ASSIGNMENT
Please write out every entry below exactly, leaving out any pictures.

───── DATA EXTRACTS ─────

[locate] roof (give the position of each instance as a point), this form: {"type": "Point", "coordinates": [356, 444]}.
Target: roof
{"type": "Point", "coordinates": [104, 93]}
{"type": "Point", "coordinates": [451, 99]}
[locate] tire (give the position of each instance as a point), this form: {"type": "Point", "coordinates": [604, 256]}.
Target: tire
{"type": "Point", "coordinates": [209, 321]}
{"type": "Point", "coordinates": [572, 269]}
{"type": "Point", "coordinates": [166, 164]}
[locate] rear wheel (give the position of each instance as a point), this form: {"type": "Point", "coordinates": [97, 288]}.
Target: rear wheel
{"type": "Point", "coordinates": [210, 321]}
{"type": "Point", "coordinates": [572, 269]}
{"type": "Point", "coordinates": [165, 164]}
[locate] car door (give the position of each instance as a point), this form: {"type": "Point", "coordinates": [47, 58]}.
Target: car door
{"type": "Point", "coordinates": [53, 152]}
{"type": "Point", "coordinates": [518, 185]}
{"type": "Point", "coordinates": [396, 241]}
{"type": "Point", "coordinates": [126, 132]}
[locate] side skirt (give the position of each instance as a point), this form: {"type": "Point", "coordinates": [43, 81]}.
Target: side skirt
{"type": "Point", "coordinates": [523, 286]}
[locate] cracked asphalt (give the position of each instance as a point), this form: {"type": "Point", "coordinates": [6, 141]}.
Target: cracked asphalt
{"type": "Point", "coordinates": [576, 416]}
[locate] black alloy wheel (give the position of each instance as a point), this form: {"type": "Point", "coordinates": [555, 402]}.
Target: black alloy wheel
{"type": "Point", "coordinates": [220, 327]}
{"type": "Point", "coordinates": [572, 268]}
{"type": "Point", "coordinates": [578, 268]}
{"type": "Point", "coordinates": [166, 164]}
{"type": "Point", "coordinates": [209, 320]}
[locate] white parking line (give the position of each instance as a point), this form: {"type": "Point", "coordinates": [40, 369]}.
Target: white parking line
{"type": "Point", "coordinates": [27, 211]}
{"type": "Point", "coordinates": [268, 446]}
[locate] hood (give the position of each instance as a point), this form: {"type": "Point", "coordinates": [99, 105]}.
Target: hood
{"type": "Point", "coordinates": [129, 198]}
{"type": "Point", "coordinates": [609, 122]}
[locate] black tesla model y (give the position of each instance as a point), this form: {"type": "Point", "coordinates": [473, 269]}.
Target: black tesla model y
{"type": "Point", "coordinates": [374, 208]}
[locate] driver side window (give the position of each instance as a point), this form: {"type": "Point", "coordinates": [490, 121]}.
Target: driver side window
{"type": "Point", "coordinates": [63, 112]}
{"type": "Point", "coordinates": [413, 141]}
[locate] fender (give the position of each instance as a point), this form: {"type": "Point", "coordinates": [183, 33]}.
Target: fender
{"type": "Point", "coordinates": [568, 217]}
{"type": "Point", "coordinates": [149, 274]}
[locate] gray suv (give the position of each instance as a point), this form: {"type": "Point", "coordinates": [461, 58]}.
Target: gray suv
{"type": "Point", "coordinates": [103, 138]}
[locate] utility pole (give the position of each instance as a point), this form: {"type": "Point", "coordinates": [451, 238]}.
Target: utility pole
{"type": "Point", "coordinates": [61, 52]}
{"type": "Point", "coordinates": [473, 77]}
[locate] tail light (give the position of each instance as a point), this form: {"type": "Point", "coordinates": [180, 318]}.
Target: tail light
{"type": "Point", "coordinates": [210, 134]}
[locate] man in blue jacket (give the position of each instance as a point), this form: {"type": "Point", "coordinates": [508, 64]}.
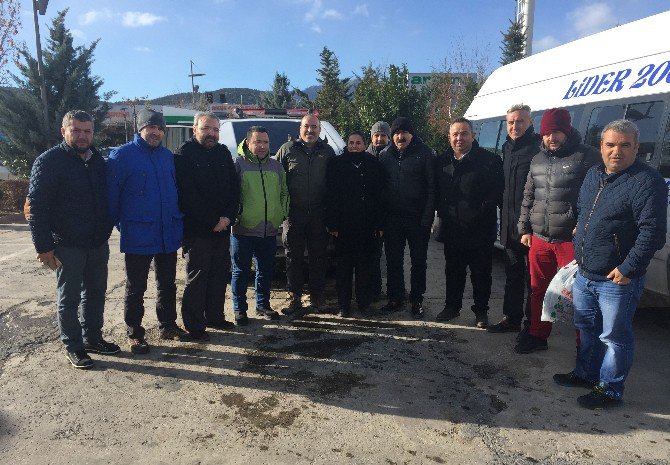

─────

REPLY
[locate] roof (give the position of each instance as a point), this form: {"type": "Point", "coordinates": [356, 444]}.
Target: roof
{"type": "Point", "coordinates": [104, 93]}
{"type": "Point", "coordinates": [451, 99]}
[locate] tire (give the position of each instance as a point), this form: {"type": "Point", "coordinates": [604, 256]}.
Target: tire
{"type": "Point", "coordinates": [209, 321]}
{"type": "Point", "coordinates": [572, 269]}
{"type": "Point", "coordinates": [166, 164]}
[locate] rear wheel (give the position of each instance as a point), this form: {"type": "Point", "coordinates": [97, 288]}.
Target: rear wheel
{"type": "Point", "coordinates": [210, 321]}
{"type": "Point", "coordinates": [572, 269]}
{"type": "Point", "coordinates": [165, 164]}
[locate] car door (give the position of each instance as a point), this form: {"type": "Point", "coordinates": [47, 58]}.
Target: car door
{"type": "Point", "coordinates": [53, 152]}
{"type": "Point", "coordinates": [518, 185]}
{"type": "Point", "coordinates": [396, 241]}
{"type": "Point", "coordinates": [126, 132]}
[locate] side skirt (give the position of each instance as a point), this form: {"type": "Point", "coordinates": [43, 81]}.
Target: side skirt
{"type": "Point", "coordinates": [523, 286]}
[locate] cracked asphalt (give the position of each instance as a point), this form: {"type": "Point", "coordinates": [6, 141]}.
Target: cracked asphalt
{"type": "Point", "coordinates": [576, 416]}
[locate] black alloy wheel (give the position of each instance as a point), this form: {"type": "Point", "coordinates": [555, 402]}.
Target: black alloy wheel
{"type": "Point", "coordinates": [220, 327]}
{"type": "Point", "coordinates": [572, 268]}
{"type": "Point", "coordinates": [578, 268]}
{"type": "Point", "coordinates": [166, 164]}
{"type": "Point", "coordinates": [209, 320]}
[locate] white parking line (give the position of each instance as a point), this form: {"type": "Point", "coordinates": [40, 369]}.
Target: white parking line
{"type": "Point", "coordinates": [27, 211]}
{"type": "Point", "coordinates": [268, 446]}
[locate] hood (give the position of each instance as a point), this form: {"type": "Point", "coordinates": [99, 105]}.
Target: hood
{"type": "Point", "coordinates": [129, 198]}
{"type": "Point", "coordinates": [609, 122]}
[locate] black tesla model y (give the position of each instance as a point), this form: {"type": "Point", "coordinates": [473, 269]}.
Target: black tesla model y
{"type": "Point", "coordinates": [374, 208]}
[locate] driver side window (give the position of each instance as a point), this form: {"type": "Point", "coordinates": [490, 121]}.
Target: driver side window
{"type": "Point", "coordinates": [63, 112]}
{"type": "Point", "coordinates": [413, 141]}
[locate] fender (give the position of each instance as a point), this form: {"type": "Point", "coordinates": [183, 33]}.
Target: fender
{"type": "Point", "coordinates": [568, 217]}
{"type": "Point", "coordinates": [149, 274]}
[locate] gray suv (give the position of each instance as a point), this form: {"type": "Point", "coordinates": [461, 58]}.
Target: gray suv
{"type": "Point", "coordinates": [103, 138]}
[locate] utility pole (give the position of each instance as a point), this form: {"type": "Point", "coordinates": [451, 238]}.
Target: utility pole
{"type": "Point", "coordinates": [61, 52]}
{"type": "Point", "coordinates": [473, 77]}
[locate] tail light (give the position of each instance as a point), this form: {"type": "Point", "coordinates": [180, 318]}.
Target: tail light
{"type": "Point", "coordinates": [210, 134]}
[locate] man in blue jacket (give the position of each instance as a point), this form: {"type": "Point", "coordinates": [508, 64]}.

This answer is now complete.